:: TEXTAUSZUG ::
- - - - - - -
# Zur Unterstützung des Geheimdienstes: Planen Sie terroristische Aktivitäten im Internet oder in World of Warcraft?



## Administrator (17. September 2008)

*Zur Unterstützung des Geheimdienstes: Planen Sie terroristische Aktivitäten im Internet oder in World of Warcraft?*

Jetzt ist Ihre Meinung gefragt: Hier können Sie Ihren Kommentar zum Quickpoll veröffentlichen und mit  anderen Lesern darüber diskutieren.


----------



## didi4headshot (17. September 2008)

*AW: Zur Unterstützung des Geheimdienstes: Planen Sie terroristische Aktivitäten im Internet oder in World of Warcraft?*

looooooooooooooooooooooooooooooooool           

auf jeden fall ham die alle ein an der waffel.

warum wollen die sich nur wichtig machen.   ich check das nicht wie man auf so ein scheiß kommen kann.

also echt


----------



## Succer (17. September 2008)

*AW: Zur Unterstützung des Geheimdienstes: Planen Sie terroristische Aktivitäten im Internet oder in World of Warcraft?*

Na klar, was is das denn für 'ne Frage?


----------



## Boesor (17. September 2008)

*AW: Zur Unterstützung des Geheimdienstes: Planen Sie terroristische Aktivitäten im Internet oder in World of Warcraft?*

  das mal ne schöne, sinnvolle Umfrage


----------
- - - - - - -
:: ZEILENAUSZÜGE ::

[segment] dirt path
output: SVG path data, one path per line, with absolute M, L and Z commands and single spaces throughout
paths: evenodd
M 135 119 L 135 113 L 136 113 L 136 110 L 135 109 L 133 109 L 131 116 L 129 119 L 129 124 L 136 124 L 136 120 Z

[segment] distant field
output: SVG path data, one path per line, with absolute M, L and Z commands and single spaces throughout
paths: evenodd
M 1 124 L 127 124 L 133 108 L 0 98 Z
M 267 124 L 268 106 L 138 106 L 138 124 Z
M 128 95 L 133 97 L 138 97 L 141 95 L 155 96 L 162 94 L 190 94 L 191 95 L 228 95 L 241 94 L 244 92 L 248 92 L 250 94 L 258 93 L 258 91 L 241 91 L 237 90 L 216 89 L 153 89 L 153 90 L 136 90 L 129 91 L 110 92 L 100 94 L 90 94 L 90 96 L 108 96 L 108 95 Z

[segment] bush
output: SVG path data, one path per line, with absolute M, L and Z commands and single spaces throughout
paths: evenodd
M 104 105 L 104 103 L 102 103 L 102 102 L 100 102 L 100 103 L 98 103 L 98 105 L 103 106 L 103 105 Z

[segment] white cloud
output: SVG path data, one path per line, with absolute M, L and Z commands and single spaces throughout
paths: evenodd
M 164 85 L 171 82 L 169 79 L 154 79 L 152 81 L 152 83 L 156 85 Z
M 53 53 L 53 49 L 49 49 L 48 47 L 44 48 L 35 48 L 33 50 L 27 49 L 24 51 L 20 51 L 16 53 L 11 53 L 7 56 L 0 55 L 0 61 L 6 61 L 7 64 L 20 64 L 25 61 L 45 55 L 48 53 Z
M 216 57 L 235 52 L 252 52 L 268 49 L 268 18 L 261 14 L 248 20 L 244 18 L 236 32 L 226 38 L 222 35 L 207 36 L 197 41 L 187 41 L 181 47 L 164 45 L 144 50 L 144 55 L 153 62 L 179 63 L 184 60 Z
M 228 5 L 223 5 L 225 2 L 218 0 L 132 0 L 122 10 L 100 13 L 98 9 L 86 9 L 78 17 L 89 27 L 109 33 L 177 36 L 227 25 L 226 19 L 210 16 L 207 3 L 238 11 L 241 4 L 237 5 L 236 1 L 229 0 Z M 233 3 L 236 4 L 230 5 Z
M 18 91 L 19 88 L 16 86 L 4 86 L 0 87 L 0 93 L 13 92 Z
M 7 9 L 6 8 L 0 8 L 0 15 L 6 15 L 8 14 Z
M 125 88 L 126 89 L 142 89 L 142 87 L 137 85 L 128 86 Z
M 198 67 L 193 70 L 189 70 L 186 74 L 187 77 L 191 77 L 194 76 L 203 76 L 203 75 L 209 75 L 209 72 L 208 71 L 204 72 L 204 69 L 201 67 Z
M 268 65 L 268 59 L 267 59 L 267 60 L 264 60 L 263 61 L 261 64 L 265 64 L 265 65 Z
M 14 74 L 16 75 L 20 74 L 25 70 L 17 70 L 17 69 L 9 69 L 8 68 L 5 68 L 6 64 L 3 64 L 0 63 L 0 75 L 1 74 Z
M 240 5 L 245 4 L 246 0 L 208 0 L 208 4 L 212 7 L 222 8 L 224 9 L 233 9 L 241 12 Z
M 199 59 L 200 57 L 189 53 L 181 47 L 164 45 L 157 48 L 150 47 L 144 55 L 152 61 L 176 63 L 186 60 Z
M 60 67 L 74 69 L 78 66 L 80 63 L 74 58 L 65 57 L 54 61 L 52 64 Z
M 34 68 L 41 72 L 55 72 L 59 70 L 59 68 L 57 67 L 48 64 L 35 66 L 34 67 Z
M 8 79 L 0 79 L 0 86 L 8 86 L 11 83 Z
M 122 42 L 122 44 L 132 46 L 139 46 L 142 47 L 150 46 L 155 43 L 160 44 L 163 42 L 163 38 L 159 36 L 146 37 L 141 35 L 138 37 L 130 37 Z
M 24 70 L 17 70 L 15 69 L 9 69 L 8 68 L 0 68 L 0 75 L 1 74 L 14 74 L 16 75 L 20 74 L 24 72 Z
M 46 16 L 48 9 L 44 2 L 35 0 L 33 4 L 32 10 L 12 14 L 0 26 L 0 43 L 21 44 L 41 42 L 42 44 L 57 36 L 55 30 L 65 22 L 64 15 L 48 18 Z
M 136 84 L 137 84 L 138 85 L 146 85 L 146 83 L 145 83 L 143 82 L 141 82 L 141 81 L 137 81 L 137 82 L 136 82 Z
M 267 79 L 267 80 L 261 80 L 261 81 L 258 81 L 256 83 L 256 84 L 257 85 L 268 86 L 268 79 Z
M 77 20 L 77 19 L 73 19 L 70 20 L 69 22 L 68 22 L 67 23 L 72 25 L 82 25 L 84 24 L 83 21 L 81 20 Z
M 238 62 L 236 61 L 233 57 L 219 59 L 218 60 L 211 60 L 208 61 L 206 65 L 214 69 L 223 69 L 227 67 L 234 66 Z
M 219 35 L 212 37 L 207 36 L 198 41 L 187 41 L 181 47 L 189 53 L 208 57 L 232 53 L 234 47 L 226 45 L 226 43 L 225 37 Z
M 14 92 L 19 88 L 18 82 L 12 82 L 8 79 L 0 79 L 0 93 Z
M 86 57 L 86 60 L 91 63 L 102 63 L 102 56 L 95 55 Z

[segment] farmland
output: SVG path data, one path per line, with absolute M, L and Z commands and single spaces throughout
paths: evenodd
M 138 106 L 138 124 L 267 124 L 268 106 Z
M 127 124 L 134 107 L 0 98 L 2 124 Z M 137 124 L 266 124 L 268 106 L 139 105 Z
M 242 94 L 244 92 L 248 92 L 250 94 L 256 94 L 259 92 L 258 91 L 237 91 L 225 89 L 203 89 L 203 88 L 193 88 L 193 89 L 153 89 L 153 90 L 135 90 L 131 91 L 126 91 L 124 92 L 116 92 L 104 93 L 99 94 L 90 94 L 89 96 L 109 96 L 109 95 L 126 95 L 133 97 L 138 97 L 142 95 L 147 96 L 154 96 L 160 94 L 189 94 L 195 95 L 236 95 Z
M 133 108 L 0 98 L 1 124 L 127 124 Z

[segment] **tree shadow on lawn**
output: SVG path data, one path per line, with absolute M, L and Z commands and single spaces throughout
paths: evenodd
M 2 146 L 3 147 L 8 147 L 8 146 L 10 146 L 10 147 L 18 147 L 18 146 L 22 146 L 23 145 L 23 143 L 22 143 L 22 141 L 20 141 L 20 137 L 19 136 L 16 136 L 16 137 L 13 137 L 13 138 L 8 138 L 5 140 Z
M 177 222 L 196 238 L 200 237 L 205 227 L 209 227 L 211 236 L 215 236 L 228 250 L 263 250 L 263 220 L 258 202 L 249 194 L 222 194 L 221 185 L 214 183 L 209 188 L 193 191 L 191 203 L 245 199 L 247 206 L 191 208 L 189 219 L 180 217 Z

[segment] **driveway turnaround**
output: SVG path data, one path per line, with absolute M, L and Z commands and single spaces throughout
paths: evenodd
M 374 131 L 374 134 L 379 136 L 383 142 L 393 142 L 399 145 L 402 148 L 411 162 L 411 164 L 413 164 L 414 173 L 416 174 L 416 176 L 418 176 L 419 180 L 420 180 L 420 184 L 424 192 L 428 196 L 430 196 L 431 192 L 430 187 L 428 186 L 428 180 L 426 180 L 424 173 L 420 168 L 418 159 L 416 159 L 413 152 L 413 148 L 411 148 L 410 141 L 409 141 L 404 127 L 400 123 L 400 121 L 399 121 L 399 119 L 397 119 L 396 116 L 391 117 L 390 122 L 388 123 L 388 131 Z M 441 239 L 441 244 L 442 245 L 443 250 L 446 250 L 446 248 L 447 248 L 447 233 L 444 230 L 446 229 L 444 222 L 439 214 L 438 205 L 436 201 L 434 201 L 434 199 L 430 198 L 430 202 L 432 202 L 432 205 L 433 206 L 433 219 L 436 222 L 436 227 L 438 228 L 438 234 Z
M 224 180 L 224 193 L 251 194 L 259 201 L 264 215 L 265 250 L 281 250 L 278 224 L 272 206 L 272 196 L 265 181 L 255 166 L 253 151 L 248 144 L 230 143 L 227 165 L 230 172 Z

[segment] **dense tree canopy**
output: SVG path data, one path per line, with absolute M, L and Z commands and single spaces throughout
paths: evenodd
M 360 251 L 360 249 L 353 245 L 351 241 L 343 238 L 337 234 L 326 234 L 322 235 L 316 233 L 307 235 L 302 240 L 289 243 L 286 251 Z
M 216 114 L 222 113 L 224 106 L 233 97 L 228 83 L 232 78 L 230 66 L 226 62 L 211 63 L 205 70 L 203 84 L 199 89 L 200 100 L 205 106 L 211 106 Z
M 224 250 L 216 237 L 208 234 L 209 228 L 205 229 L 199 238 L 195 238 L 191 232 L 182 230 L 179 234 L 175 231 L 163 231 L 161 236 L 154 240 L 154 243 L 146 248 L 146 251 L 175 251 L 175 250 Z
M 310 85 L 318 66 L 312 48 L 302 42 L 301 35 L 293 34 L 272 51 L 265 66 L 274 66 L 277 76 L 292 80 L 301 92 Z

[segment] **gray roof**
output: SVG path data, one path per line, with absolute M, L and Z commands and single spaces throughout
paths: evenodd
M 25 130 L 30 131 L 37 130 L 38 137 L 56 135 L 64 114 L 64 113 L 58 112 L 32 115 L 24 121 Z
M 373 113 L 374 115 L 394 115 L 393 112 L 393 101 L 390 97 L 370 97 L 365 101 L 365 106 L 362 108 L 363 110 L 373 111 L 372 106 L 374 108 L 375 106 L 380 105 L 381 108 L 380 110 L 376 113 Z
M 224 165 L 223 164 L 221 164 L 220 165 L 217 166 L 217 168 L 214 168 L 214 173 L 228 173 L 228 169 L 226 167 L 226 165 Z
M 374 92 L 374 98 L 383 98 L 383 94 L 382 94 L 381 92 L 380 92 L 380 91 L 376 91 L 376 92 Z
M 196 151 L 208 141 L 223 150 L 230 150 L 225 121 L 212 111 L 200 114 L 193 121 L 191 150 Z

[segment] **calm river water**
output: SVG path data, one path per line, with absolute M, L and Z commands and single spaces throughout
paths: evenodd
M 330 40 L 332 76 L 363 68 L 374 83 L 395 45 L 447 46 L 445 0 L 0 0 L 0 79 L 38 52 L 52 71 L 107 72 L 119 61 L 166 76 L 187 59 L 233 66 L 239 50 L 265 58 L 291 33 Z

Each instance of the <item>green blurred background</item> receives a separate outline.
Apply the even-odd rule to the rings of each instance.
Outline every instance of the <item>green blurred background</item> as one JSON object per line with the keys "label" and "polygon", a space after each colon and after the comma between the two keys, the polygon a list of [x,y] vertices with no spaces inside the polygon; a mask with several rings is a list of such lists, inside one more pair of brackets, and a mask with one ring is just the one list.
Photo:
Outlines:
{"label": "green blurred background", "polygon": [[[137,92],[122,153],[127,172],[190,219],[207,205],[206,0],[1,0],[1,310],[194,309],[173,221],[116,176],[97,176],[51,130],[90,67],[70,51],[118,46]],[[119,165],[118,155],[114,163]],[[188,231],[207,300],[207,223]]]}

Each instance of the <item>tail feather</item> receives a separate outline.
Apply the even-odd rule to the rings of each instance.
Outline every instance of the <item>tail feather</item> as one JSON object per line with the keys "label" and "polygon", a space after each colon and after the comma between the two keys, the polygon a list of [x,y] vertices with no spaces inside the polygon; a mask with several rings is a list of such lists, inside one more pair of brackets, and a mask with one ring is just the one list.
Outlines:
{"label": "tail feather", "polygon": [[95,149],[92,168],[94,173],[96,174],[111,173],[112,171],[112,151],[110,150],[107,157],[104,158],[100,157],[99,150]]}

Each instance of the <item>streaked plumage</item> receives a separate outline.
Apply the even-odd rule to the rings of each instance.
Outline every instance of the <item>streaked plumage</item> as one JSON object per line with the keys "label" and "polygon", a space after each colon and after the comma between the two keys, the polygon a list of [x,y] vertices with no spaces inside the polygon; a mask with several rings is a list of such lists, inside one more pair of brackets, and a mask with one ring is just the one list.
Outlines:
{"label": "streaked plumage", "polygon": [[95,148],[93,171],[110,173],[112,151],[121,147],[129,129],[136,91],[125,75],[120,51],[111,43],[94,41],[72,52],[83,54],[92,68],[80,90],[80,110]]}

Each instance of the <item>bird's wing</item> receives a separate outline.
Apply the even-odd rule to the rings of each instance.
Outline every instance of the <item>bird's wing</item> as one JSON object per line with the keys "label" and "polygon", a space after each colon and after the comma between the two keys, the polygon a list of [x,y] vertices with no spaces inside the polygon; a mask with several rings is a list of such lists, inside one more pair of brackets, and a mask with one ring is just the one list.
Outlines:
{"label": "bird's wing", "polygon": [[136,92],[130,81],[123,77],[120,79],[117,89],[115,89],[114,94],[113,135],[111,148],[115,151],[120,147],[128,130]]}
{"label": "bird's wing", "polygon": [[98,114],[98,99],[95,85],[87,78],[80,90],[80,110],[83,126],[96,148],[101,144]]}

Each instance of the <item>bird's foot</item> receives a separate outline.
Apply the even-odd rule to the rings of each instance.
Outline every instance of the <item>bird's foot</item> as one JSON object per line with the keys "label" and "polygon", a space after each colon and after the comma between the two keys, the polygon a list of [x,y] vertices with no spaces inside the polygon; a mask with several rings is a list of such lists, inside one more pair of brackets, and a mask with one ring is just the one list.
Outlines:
- - - - - - -
:: DEINE AUFGABE ::
Wie lautet im Forenthread zur Umfrage alles von „# Zur Unterstützung“ bis hinunter zu „Lesern darüber diskutieren.“? Gib diesen Abschnitt wortgetreu zurück.

:: RICHTIGE ANTWORT ::
# Zur Unterstützung des Geheimdienstes: Planen Sie terroristische Aktivitäten im Internet oder in World of Warcraft?



## Administrator (17. September 2008)

*Zur Unterstützung des Geheimdienstes: Planen Sie terroristische Aktivitäten im Internet oder in World of Warcraft?*

Jetzt ist Ihre Meinung gefragt: Hier können Sie Ihren Kommentar zum Quickpoll veröffentlichen und mit  anderen Lesern darüber diskutieren.